+++ DATA PROVIDED

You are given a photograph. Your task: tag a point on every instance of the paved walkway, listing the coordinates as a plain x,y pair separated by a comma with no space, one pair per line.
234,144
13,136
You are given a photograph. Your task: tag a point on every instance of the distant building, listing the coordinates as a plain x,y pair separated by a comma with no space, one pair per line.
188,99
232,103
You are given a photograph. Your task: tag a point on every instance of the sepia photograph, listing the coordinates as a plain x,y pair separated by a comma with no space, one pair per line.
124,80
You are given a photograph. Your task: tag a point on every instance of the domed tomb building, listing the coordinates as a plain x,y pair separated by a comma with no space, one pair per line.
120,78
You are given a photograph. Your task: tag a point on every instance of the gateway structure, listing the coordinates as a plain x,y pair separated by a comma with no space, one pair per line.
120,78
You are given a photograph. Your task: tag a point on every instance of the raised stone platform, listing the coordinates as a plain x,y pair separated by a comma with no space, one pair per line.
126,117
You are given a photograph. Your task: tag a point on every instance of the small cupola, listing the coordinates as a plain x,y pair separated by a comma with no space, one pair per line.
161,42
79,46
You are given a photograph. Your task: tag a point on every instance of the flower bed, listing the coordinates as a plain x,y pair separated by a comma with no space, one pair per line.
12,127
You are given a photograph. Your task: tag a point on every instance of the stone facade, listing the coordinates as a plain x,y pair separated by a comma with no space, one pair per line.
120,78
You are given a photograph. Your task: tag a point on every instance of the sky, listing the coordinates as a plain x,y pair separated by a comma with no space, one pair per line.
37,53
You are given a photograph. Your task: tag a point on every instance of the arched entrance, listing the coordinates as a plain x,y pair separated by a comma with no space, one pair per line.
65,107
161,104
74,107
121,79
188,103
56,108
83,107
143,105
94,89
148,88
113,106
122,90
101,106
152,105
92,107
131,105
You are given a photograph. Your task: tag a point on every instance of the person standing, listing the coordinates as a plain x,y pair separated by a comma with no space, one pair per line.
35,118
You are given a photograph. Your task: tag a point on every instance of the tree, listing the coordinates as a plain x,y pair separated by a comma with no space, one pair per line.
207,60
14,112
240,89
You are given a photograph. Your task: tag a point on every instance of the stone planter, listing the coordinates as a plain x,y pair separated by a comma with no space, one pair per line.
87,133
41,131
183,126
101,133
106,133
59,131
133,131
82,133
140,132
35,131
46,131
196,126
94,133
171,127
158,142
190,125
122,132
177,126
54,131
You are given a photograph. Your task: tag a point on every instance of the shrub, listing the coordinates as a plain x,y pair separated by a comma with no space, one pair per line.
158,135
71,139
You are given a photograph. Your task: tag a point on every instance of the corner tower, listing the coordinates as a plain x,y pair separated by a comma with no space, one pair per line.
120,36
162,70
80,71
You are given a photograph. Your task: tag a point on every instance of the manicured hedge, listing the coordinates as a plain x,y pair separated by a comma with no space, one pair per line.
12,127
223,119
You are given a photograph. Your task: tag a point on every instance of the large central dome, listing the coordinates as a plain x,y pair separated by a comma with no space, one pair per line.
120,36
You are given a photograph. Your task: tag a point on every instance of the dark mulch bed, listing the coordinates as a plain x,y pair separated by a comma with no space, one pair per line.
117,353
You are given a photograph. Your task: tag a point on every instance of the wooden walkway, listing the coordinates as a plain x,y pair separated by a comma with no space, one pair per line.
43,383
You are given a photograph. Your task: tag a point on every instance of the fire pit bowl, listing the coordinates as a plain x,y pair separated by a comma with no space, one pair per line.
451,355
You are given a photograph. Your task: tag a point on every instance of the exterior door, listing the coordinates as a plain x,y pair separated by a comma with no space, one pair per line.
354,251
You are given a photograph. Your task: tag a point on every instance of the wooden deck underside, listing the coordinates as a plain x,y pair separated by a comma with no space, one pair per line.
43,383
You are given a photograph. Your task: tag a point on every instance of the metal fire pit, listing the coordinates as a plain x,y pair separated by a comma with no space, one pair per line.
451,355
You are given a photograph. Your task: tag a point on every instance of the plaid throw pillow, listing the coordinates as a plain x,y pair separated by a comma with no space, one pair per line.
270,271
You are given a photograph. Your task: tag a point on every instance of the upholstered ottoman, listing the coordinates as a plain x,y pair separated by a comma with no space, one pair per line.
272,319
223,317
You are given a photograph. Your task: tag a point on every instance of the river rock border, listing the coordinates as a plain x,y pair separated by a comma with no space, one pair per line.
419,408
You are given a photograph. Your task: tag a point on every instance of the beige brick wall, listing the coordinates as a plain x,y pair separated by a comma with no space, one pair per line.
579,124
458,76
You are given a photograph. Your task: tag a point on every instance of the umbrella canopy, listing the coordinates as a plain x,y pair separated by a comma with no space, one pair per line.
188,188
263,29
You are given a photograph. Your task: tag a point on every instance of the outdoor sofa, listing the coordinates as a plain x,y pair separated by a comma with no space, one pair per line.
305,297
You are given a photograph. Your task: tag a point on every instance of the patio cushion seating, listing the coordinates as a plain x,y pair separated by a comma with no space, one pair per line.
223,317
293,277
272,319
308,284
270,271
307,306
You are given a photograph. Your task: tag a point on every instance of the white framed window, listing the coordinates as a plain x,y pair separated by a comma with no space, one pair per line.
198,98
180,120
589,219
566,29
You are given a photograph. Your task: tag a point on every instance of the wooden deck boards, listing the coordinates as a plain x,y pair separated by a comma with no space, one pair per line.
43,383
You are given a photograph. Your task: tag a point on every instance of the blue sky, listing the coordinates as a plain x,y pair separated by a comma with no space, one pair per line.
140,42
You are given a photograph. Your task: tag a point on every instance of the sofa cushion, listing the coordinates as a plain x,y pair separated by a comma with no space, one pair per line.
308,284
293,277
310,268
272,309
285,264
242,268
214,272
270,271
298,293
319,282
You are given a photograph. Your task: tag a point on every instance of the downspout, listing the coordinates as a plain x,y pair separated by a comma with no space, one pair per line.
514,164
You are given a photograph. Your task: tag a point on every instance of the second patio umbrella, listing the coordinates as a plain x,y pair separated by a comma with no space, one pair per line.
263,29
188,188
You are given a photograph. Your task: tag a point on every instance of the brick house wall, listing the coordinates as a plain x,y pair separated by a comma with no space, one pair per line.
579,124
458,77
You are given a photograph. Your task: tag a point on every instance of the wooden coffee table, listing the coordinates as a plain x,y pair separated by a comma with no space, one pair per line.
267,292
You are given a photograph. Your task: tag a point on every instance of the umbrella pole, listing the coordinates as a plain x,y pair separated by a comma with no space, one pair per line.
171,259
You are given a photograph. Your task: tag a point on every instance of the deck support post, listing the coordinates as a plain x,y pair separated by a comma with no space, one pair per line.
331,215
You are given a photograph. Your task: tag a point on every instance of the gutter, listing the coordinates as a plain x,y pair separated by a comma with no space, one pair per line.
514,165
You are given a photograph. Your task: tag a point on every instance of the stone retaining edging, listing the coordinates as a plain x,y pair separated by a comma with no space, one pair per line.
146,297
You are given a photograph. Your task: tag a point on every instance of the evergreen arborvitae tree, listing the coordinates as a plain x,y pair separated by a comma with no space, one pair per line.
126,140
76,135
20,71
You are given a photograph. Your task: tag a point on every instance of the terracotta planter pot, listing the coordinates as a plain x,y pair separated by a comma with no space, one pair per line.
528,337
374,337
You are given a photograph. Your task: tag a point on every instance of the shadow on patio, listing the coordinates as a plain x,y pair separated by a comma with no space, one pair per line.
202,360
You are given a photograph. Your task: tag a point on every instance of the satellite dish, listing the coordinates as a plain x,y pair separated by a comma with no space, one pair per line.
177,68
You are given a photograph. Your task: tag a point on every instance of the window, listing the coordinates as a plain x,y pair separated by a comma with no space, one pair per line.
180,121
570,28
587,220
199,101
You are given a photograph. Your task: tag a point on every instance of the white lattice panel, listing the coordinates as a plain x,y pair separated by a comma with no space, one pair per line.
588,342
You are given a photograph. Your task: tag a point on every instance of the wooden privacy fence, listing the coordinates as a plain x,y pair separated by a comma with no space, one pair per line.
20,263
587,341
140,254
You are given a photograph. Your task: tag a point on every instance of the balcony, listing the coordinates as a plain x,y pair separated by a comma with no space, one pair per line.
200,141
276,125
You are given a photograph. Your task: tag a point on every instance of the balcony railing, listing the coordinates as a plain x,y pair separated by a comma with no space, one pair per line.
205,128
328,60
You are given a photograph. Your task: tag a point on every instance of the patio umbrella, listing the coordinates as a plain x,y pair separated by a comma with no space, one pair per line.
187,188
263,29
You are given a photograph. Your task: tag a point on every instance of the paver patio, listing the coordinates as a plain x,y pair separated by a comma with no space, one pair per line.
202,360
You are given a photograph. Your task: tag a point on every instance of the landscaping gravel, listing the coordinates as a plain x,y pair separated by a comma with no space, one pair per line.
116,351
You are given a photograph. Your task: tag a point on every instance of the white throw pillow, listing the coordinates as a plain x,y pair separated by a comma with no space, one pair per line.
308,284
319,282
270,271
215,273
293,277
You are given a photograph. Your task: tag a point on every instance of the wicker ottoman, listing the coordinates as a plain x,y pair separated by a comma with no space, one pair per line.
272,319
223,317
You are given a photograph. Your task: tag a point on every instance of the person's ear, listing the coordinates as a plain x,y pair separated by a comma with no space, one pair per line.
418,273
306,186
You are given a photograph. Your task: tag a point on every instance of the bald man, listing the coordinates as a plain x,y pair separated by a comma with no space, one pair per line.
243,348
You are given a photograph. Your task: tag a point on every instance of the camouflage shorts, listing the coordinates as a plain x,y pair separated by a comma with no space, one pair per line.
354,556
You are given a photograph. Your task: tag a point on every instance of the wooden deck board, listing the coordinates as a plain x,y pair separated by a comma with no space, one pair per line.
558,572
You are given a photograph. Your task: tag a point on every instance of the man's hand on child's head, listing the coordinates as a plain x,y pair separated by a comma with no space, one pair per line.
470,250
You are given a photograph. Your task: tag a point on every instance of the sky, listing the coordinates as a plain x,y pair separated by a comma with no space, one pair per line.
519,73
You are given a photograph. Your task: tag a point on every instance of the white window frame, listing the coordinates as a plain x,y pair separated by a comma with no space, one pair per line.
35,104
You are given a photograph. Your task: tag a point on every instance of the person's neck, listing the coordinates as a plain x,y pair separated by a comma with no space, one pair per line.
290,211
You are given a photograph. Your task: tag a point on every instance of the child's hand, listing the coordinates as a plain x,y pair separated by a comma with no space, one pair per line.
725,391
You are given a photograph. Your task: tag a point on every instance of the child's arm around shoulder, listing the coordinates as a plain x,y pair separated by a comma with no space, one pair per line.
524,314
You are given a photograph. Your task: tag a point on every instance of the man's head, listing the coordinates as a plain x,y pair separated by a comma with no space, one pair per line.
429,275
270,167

++++++

EXERCISE> Rewrite the material from the line containing "the man's hand" through the end, replacing "tag a point on" with "mark a point on" and changing nothing else.

SOLVED EXERCISE>
You are given a photograph. Your task: mark a point on every instance of the man's hand on child's head, listing the coordinates as a plain x,y pair separated by a comma with no space, one pair per line.
470,250
You are given a photograph. Your task: mark a point on every instance of the sky, listing the coordinates as a plain x,y pair separated by a comma with no space, one pair per line.
519,73
You are given a photograph. Your task: mark a point on every instance of the white window frame, listing the coordinates as a plain x,y pair separated by a comma with no space, one pair per line.
35,104
You are given a photograph. Your task: mark a point on every instance of the person's neck, listing the coordinates as a plain x,y pair separated by a comma with no space, one pair per line.
290,211
You are given a photograph. Your task: mark a point on every instance of the child's hand, listing the coordinates as a plain x,y pair separated by a comma with no space, one pair per line.
725,391
You are given a photograph. Your task: mark a point on every instance of the child's arm around shoulder, listing the coordinates as a plain x,y pair separated by a comma with no space, one pair per line.
524,314
You are given a photograph. Your task: mark a point on every instance of the man's head, listing the coordinates as a plain x,y pair separated by a comma with no space, one pair per line.
429,275
270,167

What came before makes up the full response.